Start of Input

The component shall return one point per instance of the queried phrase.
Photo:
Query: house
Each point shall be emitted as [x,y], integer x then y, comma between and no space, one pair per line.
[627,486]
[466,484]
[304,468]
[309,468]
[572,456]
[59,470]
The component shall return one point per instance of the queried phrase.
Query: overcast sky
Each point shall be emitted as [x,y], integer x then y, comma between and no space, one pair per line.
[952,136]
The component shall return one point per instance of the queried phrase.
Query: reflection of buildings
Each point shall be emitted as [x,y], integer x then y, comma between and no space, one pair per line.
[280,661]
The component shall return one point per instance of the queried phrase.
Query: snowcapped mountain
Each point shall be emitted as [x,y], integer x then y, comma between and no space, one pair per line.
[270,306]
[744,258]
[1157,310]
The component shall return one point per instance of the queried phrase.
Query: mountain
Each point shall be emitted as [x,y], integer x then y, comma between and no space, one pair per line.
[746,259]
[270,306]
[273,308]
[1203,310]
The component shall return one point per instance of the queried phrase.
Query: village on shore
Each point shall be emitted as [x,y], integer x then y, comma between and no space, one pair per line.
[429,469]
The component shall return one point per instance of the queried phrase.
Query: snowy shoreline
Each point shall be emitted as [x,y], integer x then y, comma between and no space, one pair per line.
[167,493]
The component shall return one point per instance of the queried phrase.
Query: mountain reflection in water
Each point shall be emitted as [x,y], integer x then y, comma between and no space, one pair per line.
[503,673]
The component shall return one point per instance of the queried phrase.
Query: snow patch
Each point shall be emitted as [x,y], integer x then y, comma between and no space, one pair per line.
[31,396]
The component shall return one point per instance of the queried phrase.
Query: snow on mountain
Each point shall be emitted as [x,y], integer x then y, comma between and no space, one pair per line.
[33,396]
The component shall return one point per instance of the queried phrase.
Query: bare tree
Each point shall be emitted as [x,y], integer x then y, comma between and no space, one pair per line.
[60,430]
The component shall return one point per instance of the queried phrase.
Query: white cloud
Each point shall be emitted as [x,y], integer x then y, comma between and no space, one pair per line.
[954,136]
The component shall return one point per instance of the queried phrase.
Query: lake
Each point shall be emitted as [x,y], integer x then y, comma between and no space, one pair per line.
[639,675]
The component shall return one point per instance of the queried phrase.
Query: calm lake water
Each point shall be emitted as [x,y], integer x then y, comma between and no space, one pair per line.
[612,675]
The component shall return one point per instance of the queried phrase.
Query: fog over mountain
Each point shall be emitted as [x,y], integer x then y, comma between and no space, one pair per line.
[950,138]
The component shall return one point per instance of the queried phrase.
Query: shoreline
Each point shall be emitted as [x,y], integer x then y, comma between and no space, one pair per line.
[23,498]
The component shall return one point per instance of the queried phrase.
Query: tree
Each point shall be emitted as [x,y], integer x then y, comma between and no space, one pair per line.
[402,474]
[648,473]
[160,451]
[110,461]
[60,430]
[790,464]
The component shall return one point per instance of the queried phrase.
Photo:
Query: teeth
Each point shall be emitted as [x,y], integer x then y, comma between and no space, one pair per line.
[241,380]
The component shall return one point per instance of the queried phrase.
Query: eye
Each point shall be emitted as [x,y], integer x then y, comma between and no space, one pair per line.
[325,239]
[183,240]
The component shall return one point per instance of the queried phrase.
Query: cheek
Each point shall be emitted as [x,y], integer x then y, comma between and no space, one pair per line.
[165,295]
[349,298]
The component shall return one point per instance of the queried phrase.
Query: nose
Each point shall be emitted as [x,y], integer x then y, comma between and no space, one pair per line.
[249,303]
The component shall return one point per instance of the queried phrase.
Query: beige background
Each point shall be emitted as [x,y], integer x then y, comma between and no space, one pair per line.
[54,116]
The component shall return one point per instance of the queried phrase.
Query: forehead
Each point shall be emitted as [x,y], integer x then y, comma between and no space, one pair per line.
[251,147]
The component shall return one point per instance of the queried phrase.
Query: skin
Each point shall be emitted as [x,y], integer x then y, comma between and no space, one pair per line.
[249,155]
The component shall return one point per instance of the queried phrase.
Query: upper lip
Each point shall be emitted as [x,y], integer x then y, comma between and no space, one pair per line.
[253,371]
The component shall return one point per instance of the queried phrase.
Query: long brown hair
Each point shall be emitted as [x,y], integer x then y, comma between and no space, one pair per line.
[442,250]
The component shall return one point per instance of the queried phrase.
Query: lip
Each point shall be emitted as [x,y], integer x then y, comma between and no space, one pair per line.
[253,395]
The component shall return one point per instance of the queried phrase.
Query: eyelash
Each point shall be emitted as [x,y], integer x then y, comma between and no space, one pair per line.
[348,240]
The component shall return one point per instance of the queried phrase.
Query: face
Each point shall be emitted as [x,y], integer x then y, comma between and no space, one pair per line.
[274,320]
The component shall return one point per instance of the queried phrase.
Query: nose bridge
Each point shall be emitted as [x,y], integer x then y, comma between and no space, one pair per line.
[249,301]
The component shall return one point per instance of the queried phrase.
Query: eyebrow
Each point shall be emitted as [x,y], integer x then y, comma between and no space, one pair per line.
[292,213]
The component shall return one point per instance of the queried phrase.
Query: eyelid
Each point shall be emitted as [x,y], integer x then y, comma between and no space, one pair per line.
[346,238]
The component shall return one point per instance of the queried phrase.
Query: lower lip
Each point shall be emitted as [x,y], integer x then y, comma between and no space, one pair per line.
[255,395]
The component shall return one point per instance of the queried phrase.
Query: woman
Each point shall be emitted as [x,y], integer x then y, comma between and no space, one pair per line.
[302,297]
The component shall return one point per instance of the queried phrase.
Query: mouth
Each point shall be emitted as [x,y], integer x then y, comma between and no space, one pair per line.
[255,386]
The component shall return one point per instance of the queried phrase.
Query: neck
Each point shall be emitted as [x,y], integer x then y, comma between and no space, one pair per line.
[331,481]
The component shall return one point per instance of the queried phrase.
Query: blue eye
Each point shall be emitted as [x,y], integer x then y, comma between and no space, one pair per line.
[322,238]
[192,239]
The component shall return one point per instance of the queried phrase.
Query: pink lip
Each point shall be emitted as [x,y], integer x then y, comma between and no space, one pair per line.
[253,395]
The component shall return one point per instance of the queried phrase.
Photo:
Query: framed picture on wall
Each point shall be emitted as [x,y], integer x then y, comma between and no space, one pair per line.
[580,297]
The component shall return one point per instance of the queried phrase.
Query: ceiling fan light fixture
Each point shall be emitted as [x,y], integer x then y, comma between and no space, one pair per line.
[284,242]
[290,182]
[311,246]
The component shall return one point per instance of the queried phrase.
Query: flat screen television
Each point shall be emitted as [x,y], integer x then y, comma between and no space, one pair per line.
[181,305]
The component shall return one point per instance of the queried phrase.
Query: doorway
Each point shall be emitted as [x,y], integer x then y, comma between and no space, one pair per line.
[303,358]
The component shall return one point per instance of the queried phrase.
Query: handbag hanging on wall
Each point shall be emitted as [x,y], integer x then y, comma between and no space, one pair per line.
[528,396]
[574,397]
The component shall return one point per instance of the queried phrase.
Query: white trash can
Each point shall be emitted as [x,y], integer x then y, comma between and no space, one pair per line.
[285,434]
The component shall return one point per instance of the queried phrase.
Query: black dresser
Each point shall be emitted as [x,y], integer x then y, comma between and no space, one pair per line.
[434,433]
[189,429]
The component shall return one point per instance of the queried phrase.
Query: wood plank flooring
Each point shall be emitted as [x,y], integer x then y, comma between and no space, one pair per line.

End of Input

| Work to be completed |
Send back every entry precisely as given.

| Exercise result |
The component shall return one point per instance of the queried phrase.
Photo:
Query: house
Each point shall be emitted as [x,y], integer x then y, comma between and no space, one pair per line.
[627,486]
[466,484]
[304,468]
[309,468]
[572,456]
[59,470]
The component shall return one point per instance of the queried phrase.
Query: overcast sky
Each point shall be emitted as [x,y], integer x then y, comma between and no space, one pair per line.
[952,136]
The component shall return one point per instance of the queried phrase.
Query: reflection of buildings
Each point shall be emitted as [x,y], integer x then y, comma between and no space, one pair per line.
[280,661]
The component shall return one point per instance of the queried phrase.
Query: snowcapped mountain
Each point shall be emitted as [x,y], integer x then y, comma between and no space, one pair per line.
[270,306]
[744,258]
[1157,310]
The component shall return one point per instance of the queried phrase.
Query: mountain
Each point shall be emitted as [x,y], integer x then y, comma between and no space, one pair per line.
[746,259]
[270,306]
[273,308]
[1203,310]
The component shall return one point per instance of the queried phrase.
Query: village on shore
Each point shall be emitted as [x,y], integer x then y, comma between and no space, one pair per line.
[429,469]
The component shall return one point per instance of the queried phrase.
Query: snowy shoreline
Each point shall be emitted as [x,y], integer x then y, comma between and no space, one pair per line.
[167,493]
The component shall return one point per instance of the queried phrase.
Query: mountain reflection in water
Each point shall be emitted as [x,y], integer x then y, comma between and no space, one pair per line.
[503,673]
The component shall return one point per instance of the queried phrase.
Query: snow patch
Each point shall be emitted as [x,y], integer x then y, comma between and no space, one pair per line.
[31,396]
The component shall return one point per instance of the queried phrase.
Query: snow on mountain
Each point shall be emitted as [x,y], integer x then y, comma between and no space, one pair per line.
[33,396]
The component shall return one point per instance of the queried phrase.
Query: bare tree
Each point shall be emitted as [x,y], integer x then y, comma between and no space, one pair per line.
[60,430]
The component shall return one point per instance of the queried phrase.
Query: white cloud
Each point shall be emitted as [x,y], integer x then y, comma between and no space, one pair per line.
[954,136]
The component shall return one point per instance of the queried phrase.
Query: lake
Each point shall be emitted as [x,y], integer x then y, comma between and no space, one pair per line.
[639,675]
The component shall return one point per instance of the queried phrase.
Query: calm lake water
Each point shall be emitted as [x,y], integer x then y, comma between and no space, one pair per line.
[612,675]
The component shall return one point per instance of the queried phrase.
Query: fog over mountain
Each point shall be emitted as [x,y], integer x then y, comma between and no space, one pair per line.
[950,138]
The component shall return one point per instance of the queried phrase.
Query: shoreline
Each point shall be emitted as [x,y], integer x then y, comma between and no space, one pair per line.
[23,498]
The component shall return one point per instance of the queried phrase.
Query: tree
Each point shall be emitted as [x,y], integer x then y, comma between and no space, one pair per line.
[402,474]
[648,473]
[160,451]
[110,461]
[60,430]
[790,464]
The component shall return one point per instance of the queried phrase.
Photo:
Query: teeth
Each point shall be emitted as [x,y], integer x then y, comma between and no space, one pair per line.
[241,380]
The component shall return one point per instance of the queried phrase.
Query: eye
Each point shall be emitted as [x,y], integer x then y, comma between and no space, one pair per line.
[325,239]
[183,240]
The component shall return one point per instance of the queried phrase.
Query: cheek
Each point shall be emitted as [x,y], integer x then y, comma between and no space, one pair per line.
[165,295]
[349,298]
The component shall return one point per instance of the queried phrase.
Query: nose
Each point shall be emitted as [x,y], integer x then y, comma between and no space, one pair per line.
[249,303]
The component shall return one point per instance of the queried phrase.
Query: beige background
Each point shall be emitted as [x,y], integer x then y, comma between and no space, one pair per line.
[54,116]
The component shall return one point per instance of the queried phrase.
Query: forehead
Each point shall be emitted as [x,y], integer x then y, comma between and no space, one pair per line.
[251,147]
The component shall return one point per instance of the queried phrase.
Query: skin
Each point shall be emitted as [x,y], integer x then y, comma between and no space, one pair per line.
[249,155]
The component shall return one point per instance of the queried phrase.
Query: upper lip
Each point shall be emitted as [x,y], integer x then y, comma between and no space, one pair per line.
[253,371]
The component shall return one point per instance of the queried phrase.
Query: long brown hair
Each point shall be emitted as [x,y], integer x then y, comma between and no space, one pair per line.
[442,250]
The component shall return one point per instance of the queried phrase.
Query: lip
Each point shall be emitted as [x,y], integer x then y, comma between and no space, one pair per line.
[253,395]
The component shall return one point per instance of the queried phrase.
Query: eyelash
Each point shall be emitted as [x,y], integer x then y, comma between and no space, one pair per line.
[348,240]
The component shall return one point per instance of the queried phrase.
Query: face
Each point shall be emitted as [x,y], integer x then y, comma between and no space, one pair per line.
[274,320]
The component shall return one point per instance of the queried phrase.
Query: nose bridge
Each point shall be emitted as [x,y], integer x then y, comma between and no space, one pair per line.
[249,301]
The component shall return one point per instance of the queried phrase.
Query: eyebrow
Each point shall be emitted as [x,y], integer x then y, comma between and no space, one pair per line.
[292,213]
The component shall return one point per instance of the queried phrase.
Query: eyelid
Each point shall be emitted as [x,y], integer x then y, comma between and no space, one pair per line.
[346,238]
The component shall return one point per instance of the queried phrase.
Query: lower lip
Each point shall be emitted as [x,y], integer x then y, comma between and no space, one pair per line.
[255,395]
The component shall return one point per instance of the queried phrase.
Query: woman
Each point shall be emitted as [x,y], integer x then y, comma between and no space, one pair per line.
[302,297]
The component shall return one point per instance of the queried phrase.
Query: mouth
Each point shall be emitted as [x,y], integer x then y, comma between and no space, one pair per line.
[255,386]
The component shall return one point per instance of the queried phrase.
Query: neck
Each point shall be emitted as [x,y], integer x then y, comma between and no space, one pair per line.
[331,481]
The component shall return one point per instance of the queried phrase.
Query: blue eye
Each point shall be emitted as [x,y], integer x then y, comma between and no space, one pair per line.
[322,238]
[192,239]
The component shall return one point per instance of the queried phrase.
Query: pink lip
Each point shall be emitted as [x,y], integer x then y, comma between and no space, one pair per line.
[253,395]
The component shall return one point per instance of the queried phrase.
Photo:
Query: framed picture on wall
Each point shall be emitted as [x,y], integer x then y, comma between and no space, one pair per line.
[580,297]
The component shall return one point per instance of the queried phrase.
Query: ceiling fan light fixture
Each point shall be emitted as [x,y], integer x then y, comma between and no space, one pair per line.
[284,242]
[290,182]
[311,246]
The component shall return one point per instance of the queried phrase.
Query: flat screen television
Each point shall be emitted as [x,y], integer x then y, comma between and no space, one pair per line.
[181,305]
The component shall return one point per instance of the queried phrase.
Query: doorway
Each point shall be emitted as [x,y], integer x then y, comma between and no space, one pair per line.
[303,358]
The component shall return one point per instance of the queried phrase.
Query: handbag hanging on wall
Each point shall be emitted as [x,y], integer x then y, comma between and no space, one pair per line.
[528,396]
[574,397]
The component shall return one point per instance of the queried phrase.
Query: white trash can
Each point shall be emitted as [x,y], integer x then y, comma between and no space, one pair per line.
[285,434]
The component shall return one point per instance of the queried phrase.
Query: black dresser
Each point shall be emitted as [x,y], integer x then y, comma between and no space, one pair per line.
[434,433]
[189,429]
The component shall return one point per instance of the queried phrase.
Query: wood plank flooring
Each point shall be emitted as [x,y], integer x then y, comma between and no space, one pair per line.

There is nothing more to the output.